• **Text block**
════
There is also interesting research that links intake of flax to lower rates of diabetic complications in rats. pubmed.ncbi.nlm.nih.gov/20570704/
Number 10 in our Oxalate Clean Fifteen can be used to up the nutrition in baked goods: it's cricket flour! I remember vividly being on vacation in Mexico & having a chance to eat crickets on my omelet (sauteed with the head & legs). I declined. But the nutrients!
So recently, I bought some. I actually added extra flour to a muffin recipe - about an additional 1/4 cup. It didn't seem to need more liquid. What was fascinating was "nutty" flavour it gave the muffins. It pumped up the nutrients, adding less than 3mg additional oxalate.
While it hasn't exactly caught the North American world by storm, crickets (and other insects) are definitely eaten in other parts of the world. Regardless, I do recommend cricket powder - whatever you think an insect should taste like, you'd be wrong! Definitely "nutty".
Number 9 in our Oxalate Clean Fifteen is Baru nuts. These are a new entry into the market, which is good news to those of us who love nuts (but not oxalate). These beauties are just under 2mg oxalate per ounce, which means you can eat a lot of them.
And you might want to eat lots of them! The taste is a cross between an almond and a peanut (in my opinion). Like a peanut, they are technically part of the legume family. They are a bit higher in carbs, at 9g per ounce. But you do get 7g of protein in your serving as well.
You get a healthy dose of minerals in your ounce serving as well, including 5mg iron, 833mg potassium and 167mg calcium. They may also have anti-inflammatory effects similar to other nuts. nutritionadvance.com/baru-nuts/
Number 8 in our Oxalate Clean Fifteen is the humble cranberry. Known for its therapeutic benefits as a juice for women dealing with UTI, cranberries are very low in oxalate; 1/2 cup of cooked cranberries has less than 1 mg of oxalate but a taste that gets your attention!
════
• **Data shown**
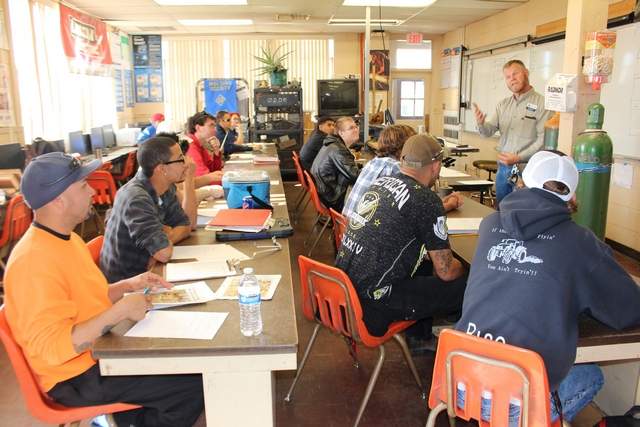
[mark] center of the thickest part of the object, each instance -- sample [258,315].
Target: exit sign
[414,38]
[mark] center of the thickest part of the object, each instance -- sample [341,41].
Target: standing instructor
[520,119]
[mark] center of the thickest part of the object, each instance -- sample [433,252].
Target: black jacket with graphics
[534,272]
[333,170]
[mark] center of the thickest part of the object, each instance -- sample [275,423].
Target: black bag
[630,419]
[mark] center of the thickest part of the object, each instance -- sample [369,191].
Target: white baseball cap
[545,166]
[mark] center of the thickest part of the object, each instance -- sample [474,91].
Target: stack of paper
[190,293]
[219,252]
[245,220]
[463,225]
[183,271]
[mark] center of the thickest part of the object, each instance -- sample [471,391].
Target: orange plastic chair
[105,194]
[128,169]
[303,183]
[330,299]
[485,365]
[39,404]
[95,246]
[339,226]
[323,212]
[18,218]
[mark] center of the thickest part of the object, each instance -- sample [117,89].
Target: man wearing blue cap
[56,312]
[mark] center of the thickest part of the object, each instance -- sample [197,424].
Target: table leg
[239,398]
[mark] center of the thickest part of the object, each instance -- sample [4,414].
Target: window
[412,57]
[409,98]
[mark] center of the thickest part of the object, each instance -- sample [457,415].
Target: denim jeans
[503,184]
[578,389]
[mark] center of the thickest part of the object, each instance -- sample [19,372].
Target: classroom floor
[329,391]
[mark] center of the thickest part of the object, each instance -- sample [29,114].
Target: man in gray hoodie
[535,272]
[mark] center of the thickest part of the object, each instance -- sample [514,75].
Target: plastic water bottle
[514,412]
[485,405]
[461,395]
[249,299]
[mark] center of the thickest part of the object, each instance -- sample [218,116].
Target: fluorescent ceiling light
[215,22]
[201,2]
[389,3]
[357,21]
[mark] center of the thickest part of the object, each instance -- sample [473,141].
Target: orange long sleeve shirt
[51,285]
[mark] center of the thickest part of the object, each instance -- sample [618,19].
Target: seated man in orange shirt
[58,303]
[202,129]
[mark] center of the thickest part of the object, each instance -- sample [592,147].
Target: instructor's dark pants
[420,297]
[167,400]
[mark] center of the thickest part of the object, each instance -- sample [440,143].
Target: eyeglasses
[180,160]
[74,165]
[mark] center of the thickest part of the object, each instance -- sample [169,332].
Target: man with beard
[147,218]
[520,119]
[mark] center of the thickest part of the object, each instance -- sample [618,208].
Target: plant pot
[278,78]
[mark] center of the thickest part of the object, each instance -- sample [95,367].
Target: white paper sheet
[183,271]
[463,225]
[219,252]
[178,324]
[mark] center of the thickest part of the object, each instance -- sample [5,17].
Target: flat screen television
[97,138]
[338,97]
[109,136]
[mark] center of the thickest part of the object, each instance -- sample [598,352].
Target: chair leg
[431,419]
[407,355]
[371,385]
[324,227]
[287,398]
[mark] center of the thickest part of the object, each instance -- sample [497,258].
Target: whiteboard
[621,96]
[486,85]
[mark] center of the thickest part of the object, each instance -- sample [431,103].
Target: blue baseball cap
[49,175]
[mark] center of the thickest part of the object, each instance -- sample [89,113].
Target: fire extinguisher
[593,154]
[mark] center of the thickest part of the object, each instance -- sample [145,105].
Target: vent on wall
[157,29]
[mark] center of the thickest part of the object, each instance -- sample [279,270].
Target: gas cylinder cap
[595,116]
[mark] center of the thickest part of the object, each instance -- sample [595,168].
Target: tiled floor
[329,392]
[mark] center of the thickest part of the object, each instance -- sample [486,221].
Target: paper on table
[178,324]
[268,284]
[219,252]
[183,271]
[463,225]
[189,293]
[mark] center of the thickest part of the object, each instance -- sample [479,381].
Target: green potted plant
[273,65]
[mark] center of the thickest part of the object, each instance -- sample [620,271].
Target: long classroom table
[238,372]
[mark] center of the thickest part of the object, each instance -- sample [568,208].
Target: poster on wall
[6,111]
[379,65]
[117,80]
[85,43]
[147,63]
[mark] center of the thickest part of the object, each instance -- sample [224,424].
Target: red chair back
[339,225]
[18,218]
[315,198]
[300,171]
[105,187]
[485,365]
[95,246]
[39,403]
[329,297]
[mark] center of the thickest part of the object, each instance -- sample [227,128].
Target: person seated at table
[147,218]
[535,271]
[228,136]
[201,129]
[334,168]
[57,303]
[396,248]
[150,131]
[326,126]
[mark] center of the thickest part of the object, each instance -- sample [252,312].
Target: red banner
[85,42]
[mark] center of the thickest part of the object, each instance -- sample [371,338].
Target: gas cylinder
[593,154]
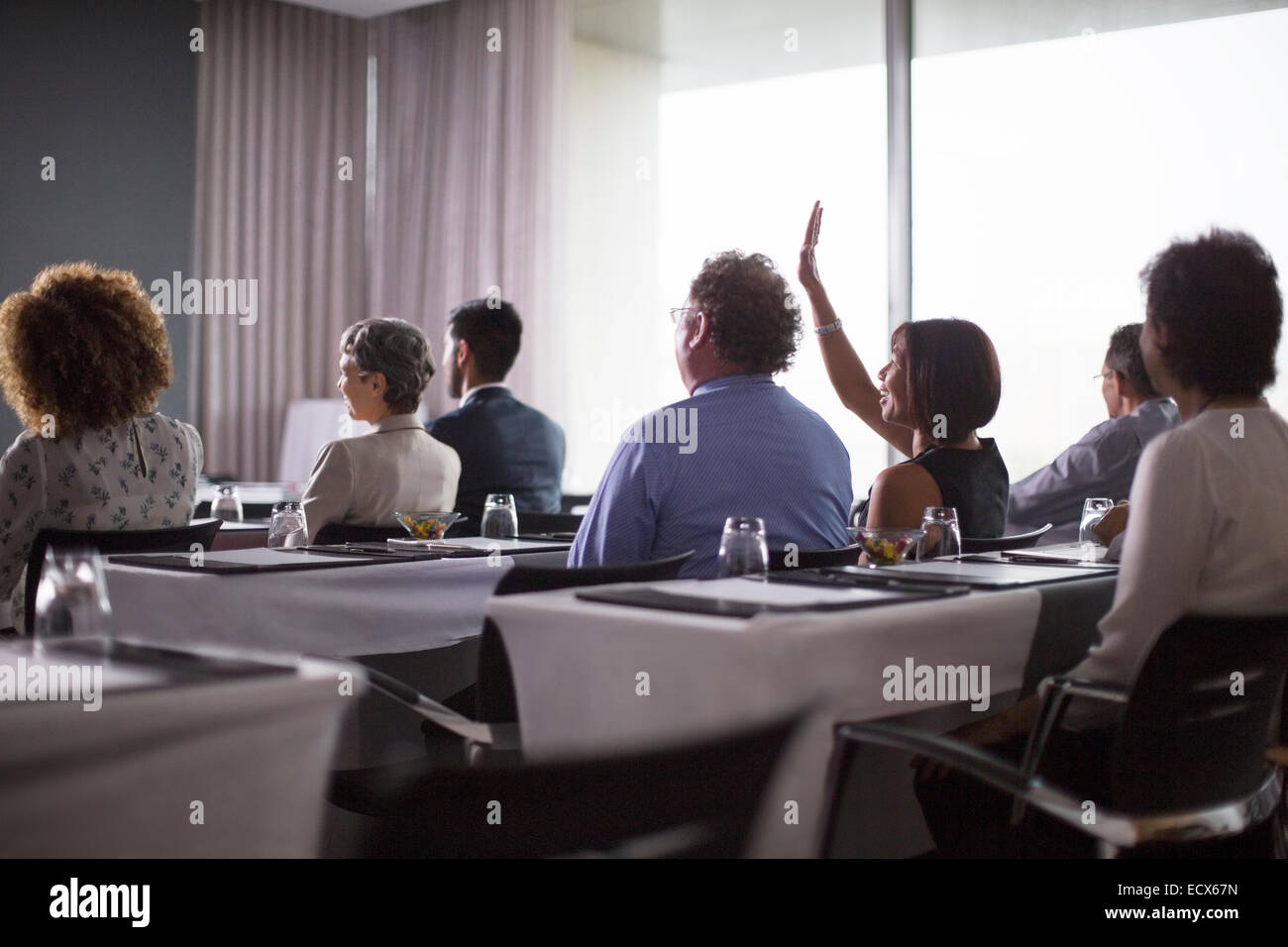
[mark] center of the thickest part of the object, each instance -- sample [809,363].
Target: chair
[1020,540]
[179,539]
[309,423]
[815,558]
[336,534]
[697,799]
[1188,762]
[549,522]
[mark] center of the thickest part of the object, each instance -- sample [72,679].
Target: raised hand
[807,270]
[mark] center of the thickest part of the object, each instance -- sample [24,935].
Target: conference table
[417,620]
[213,754]
[597,678]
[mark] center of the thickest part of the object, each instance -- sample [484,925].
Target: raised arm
[844,368]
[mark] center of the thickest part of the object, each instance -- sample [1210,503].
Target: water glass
[287,528]
[500,518]
[1093,509]
[940,534]
[227,504]
[71,598]
[743,551]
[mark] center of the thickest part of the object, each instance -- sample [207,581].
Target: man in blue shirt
[1104,462]
[741,446]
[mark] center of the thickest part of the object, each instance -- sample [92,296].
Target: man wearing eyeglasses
[1104,462]
[739,446]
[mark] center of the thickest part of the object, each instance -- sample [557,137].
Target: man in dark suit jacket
[505,446]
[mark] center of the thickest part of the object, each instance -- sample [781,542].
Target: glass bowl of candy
[426,526]
[888,547]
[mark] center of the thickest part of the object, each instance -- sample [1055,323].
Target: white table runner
[576,668]
[338,612]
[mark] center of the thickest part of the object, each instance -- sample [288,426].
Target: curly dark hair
[1219,298]
[84,346]
[755,320]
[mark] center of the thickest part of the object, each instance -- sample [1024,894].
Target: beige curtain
[281,101]
[471,123]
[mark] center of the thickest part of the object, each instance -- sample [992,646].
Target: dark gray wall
[108,90]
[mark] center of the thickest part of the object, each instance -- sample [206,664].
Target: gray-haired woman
[397,466]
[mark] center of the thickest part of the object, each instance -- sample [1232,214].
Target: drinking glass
[287,527]
[500,519]
[71,598]
[1093,509]
[743,551]
[940,534]
[227,504]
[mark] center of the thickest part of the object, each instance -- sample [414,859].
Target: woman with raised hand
[940,384]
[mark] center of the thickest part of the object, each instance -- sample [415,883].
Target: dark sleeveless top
[975,482]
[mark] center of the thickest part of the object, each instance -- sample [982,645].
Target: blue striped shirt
[741,446]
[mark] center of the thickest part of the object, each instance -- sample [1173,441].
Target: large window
[1047,172]
[1056,147]
[704,127]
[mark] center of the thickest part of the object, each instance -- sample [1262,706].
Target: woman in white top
[82,359]
[384,367]
[1209,523]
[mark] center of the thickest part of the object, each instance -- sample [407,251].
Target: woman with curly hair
[82,360]
[741,446]
[940,384]
[397,466]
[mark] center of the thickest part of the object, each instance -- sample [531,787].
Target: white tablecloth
[254,750]
[576,663]
[338,612]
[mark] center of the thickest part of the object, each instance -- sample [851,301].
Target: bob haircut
[398,351]
[954,381]
[84,347]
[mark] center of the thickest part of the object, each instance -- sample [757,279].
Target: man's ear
[1116,381]
[700,330]
[1159,334]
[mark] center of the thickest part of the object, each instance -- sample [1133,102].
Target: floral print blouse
[141,474]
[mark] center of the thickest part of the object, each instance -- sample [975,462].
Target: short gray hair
[398,351]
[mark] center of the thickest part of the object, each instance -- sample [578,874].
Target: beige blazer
[395,466]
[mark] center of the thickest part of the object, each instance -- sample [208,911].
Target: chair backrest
[698,799]
[815,558]
[310,423]
[1202,711]
[334,534]
[179,539]
[1020,540]
[496,701]
[549,522]
[545,579]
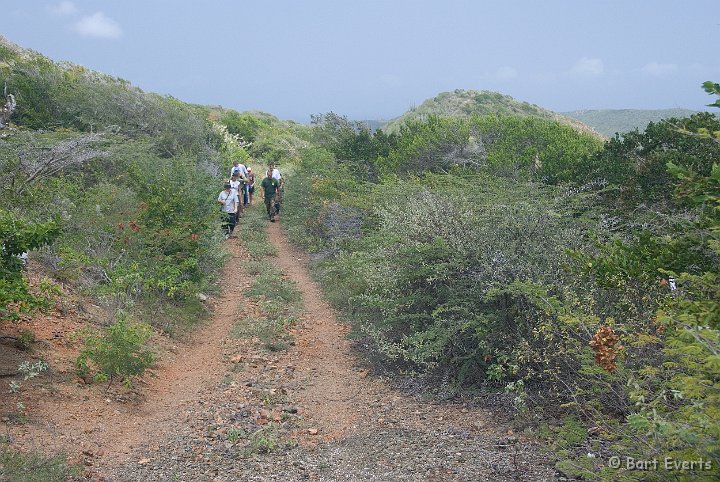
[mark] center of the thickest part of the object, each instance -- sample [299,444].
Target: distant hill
[464,103]
[609,121]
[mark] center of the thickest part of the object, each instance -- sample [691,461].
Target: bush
[119,353]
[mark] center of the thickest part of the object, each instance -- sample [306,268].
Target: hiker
[229,202]
[235,186]
[275,174]
[251,185]
[270,186]
[238,168]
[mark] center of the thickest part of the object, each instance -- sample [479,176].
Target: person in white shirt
[235,186]
[238,168]
[275,174]
[229,202]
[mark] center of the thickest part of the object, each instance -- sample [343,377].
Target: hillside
[433,302]
[465,103]
[609,121]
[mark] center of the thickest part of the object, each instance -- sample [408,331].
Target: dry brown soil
[336,400]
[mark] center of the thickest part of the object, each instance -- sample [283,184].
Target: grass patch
[253,267]
[259,249]
[272,332]
[30,467]
[273,287]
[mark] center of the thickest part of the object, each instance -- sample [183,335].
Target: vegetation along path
[310,412]
[232,404]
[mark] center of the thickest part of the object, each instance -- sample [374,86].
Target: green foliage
[467,103]
[19,236]
[118,353]
[16,466]
[246,125]
[509,146]
[609,122]
[636,162]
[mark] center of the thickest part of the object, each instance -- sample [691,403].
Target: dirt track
[341,424]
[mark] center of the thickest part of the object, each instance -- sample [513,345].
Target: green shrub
[118,353]
[33,466]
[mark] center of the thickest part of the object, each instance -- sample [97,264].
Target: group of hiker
[238,190]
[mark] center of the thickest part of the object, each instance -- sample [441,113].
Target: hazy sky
[374,59]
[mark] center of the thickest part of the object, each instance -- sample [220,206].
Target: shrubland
[111,191]
[513,255]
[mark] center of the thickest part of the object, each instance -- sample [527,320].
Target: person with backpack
[275,174]
[229,203]
[270,187]
[239,169]
[235,187]
[251,185]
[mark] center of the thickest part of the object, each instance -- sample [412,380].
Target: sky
[375,59]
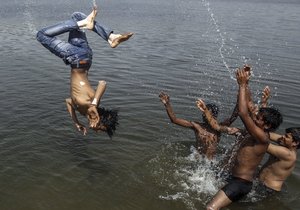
════
• **Task prompt**
Rewrite the low-oxalate foods text, starting at "So recently, I" and ending at "lot of them.", with "cricket powder" changed to "insect flour".

• **Exercise response**
So recently, I bought some. I actually added extra flour to a muffin recipe - about an additional 1/4 cup. It didn't seem to need more liquid. What was fascinating was "nutty" flavour it gave the muffins. It pumped up the nutrients, adding less than 3mg additional oxalate.
While it hasn't exactly caught the North American world by storm, crickets (and other insects) are definitely eaten in other parts of the world. Regardless, I do recommend insect flour - whatever you think an insect should taste like, you'd be wrong! Definitely "nutty".
Number 9 in our Oxalate Clean Fifteen is Baru nuts. These are a new entry into the market, which is good news to those of us who love nuts (but not oxalate). These beauties are just under 2mg oxalate per ounce, which means you can eat a lot of them.